══ INPUT ROWS ══

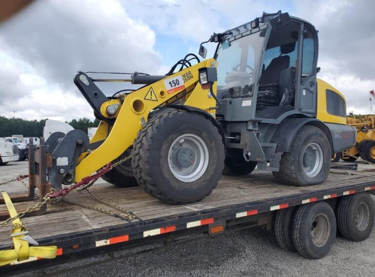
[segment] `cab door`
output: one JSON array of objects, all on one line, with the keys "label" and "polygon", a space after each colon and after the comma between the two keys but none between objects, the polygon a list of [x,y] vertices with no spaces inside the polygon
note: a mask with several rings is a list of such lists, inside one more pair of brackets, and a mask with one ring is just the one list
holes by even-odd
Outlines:
[{"label": "cab door", "polygon": [[316,116],[316,64],[318,39],[316,31],[306,23],[301,24],[300,51],[297,69],[298,93],[296,99],[300,111],[308,116]]}]

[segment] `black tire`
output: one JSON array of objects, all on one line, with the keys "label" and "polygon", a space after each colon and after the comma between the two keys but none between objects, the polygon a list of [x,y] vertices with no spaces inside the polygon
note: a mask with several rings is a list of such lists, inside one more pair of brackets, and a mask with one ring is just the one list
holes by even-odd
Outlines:
[{"label": "black tire", "polygon": [[338,153],[335,153],[333,154],[332,159],[331,160],[332,163],[337,163],[340,161],[340,159],[341,158],[341,155],[342,155],[341,152]]},{"label": "black tire", "polygon": [[[118,162],[130,154],[130,150],[126,150],[120,157],[113,161],[112,163]],[[125,161],[114,167],[111,171],[102,175],[102,178],[117,187],[128,188],[136,187],[138,185],[137,179],[134,178],[133,174],[133,169],[131,168],[130,160]]]},{"label": "black tire", "polygon": [[[336,237],[334,213],[325,201],[298,207],[292,228],[294,247],[300,254],[309,258],[318,259],[325,256],[331,251]],[[313,240],[312,232],[319,230],[321,232],[318,232]]]},{"label": "black tire", "polygon": [[[309,177],[304,170],[305,149],[311,143],[317,144],[322,152],[322,164],[316,176]],[[272,171],[277,180],[285,185],[307,186],[323,183],[330,173],[332,157],[331,144],[326,134],[314,126],[305,125],[297,133],[291,150],[284,152],[278,172]]]},{"label": "black tire", "polygon": [[295,252],[293,243],[292,223],[297,206],[279,210],[275,217],[275,234],[279,245],[284,250]]},{"label": "black tire", "polygon": [[256,162],[247,162],[242,156],[226,158],[223,174],[228,176],[247,175],[254,170],[256,164]]},{"label": "black tire", "polygon": [[360,157],[362,160],[374,164],[375,163],[375,158],[373,157],[374,154],[371,155],[372,148],[375,149],[375,140],[371,140],[366,143],[363,151],[360,153]]},{"label": "black tire", "polygon": [[[209,156],[203,175],[189,182],[175,177],[169,165],[172,144],[186,134],[204,141]],[[203,199],[216,187],[224,167],[224,155],[222,137],[209,119],[193,112],[173,111],[153,118],[138,132],[131,166],[138,184],[149,194],[167,203],[187,204]]]},{"label": "black tire", "polygon": [[[362,214],[364,217],[356,218],[358,208],[360,210],[362,208],[365,211]],[[373,230],[375,214],[374,202],[367,193],[343,196],[337,209],[337,225],[340,233],[344,237],[351,240],[364,240]]]}]

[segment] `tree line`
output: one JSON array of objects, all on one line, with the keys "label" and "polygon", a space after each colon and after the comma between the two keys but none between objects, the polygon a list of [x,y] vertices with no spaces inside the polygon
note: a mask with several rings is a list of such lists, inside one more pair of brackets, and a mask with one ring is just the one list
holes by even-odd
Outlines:
[{"label": "tree line", "polygon": [[[23,135],[26,137],[43,136],[43,128],[47,119],[42,119],[38,121],[0,116],[0,137],[9,137],[13,135]],[[86,117],[65,122],[75,129],[79,129],[86,133],[89,127],[97,127],[99,125],[98,119],[91,121]]]}]

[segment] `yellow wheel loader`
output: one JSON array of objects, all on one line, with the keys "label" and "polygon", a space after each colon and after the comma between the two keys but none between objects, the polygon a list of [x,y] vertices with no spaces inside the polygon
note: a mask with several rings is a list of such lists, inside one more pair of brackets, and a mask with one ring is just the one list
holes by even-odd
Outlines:
[{"label": "yellow wheel loader", "polygon": [[[247,174],[257,166],[287,185],[324,182],[332,155],[354,145],[355,129],[346,125],[343,95],[316,79],[313,25],[281,11],[264,13],[214,33],[200,45],[204,59],[206,43],[217,43],[213,58],[188,55],[165,75],[117,79],[79,72],[74,82],[101,121],[90,141],[78,130],[48,138],[53,187],[129,155],[130,162],[104,178],[138,184],[174,204],[202,199],[223,172]],[[98,82],[144,86],[108,97]]]},{"label": "yellow wheel loader", "polygon": [[356,129],[357,136],[355,145],[343,152],[340,157],[346,162],[354,162],[356,160],[353,157],[355,156],[375,163],[375,116],[357,115],[351,113],[347,119],[348,125]]}]

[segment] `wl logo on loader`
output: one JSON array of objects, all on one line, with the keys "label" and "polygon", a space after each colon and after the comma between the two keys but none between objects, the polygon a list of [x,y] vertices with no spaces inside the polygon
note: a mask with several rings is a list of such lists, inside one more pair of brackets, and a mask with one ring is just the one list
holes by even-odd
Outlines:
[{"label": "wl logo on loader", "polygon": [[156,98],[156,94],[155,94],[154,90],[152,89],[152,87],[150,87],[148,90],[148,92],[145,96],[144,99],[145,100],[149,100],[150,101],[157,101],[158,99]]}]

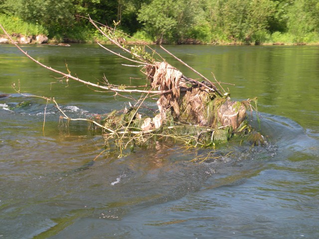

═══

## INSTRUCTION
Find every line in the material above that contains the string "segment" and copy each one out. Case counts.

## FINAL RESULT
[segment] `cab door`
[segment] `black tire`
[segment] `tree line`
[segment] `yellow wheel loader`
[segment] `wl logo on loader`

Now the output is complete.